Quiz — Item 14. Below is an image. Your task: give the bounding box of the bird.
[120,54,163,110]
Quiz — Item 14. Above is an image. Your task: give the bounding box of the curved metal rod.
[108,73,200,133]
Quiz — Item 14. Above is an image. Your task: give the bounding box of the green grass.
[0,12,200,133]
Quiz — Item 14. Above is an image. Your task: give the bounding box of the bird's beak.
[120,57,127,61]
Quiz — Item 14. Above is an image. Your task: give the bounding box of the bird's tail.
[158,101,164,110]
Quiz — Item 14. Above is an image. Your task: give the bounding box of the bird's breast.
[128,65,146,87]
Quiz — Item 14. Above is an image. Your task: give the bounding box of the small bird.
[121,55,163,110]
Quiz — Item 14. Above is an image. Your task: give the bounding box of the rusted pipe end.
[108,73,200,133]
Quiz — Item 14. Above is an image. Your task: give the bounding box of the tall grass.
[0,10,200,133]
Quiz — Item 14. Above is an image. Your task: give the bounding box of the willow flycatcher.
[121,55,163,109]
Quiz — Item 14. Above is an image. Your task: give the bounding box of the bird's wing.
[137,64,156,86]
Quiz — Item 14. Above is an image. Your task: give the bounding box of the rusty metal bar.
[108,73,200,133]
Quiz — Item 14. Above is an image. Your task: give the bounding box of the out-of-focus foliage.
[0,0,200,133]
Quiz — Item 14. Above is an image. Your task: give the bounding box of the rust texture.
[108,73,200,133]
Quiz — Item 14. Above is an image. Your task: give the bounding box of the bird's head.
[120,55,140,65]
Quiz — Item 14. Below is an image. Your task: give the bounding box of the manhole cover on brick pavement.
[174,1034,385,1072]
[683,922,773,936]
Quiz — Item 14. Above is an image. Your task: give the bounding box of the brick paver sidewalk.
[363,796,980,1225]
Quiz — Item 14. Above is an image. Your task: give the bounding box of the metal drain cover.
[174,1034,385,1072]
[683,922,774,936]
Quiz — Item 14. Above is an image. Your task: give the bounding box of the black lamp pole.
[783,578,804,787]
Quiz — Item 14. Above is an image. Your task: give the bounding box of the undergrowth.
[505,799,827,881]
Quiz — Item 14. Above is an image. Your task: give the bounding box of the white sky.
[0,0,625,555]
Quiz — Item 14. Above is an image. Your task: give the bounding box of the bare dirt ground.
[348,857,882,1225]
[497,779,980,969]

******

Convert the entries from the start through the line containing "[158,101,164,110]", inclusive, into a two-column CSV with the headers input and output and one row per entry. Put each entry's text and its answer in one quoted field apiece, replacing line breaks with spaces.

**TASK RESPONSE:**
input,output
"Quiz — Item 14. Below is an image. Your task: give the bounding box of the bird.","[120,54,163,110]"
"Quiz — Item 14. Above is an image. Your task: give the bounding box of the curved metal rod.","[108,73,200,133]"
"Quiz — Item 14. Above is an image. Your task: give the bounding box of the green grass.","[0,12,200,133]"
"Quiz — Item 14. Above is an image. Your task: give the bounding box of the bird's beak.","[120,57,127,61]"
"Quiz — Item 14. Above is an image. Your task: give the bounding box of the bird's tail.","[158,101,164,110]"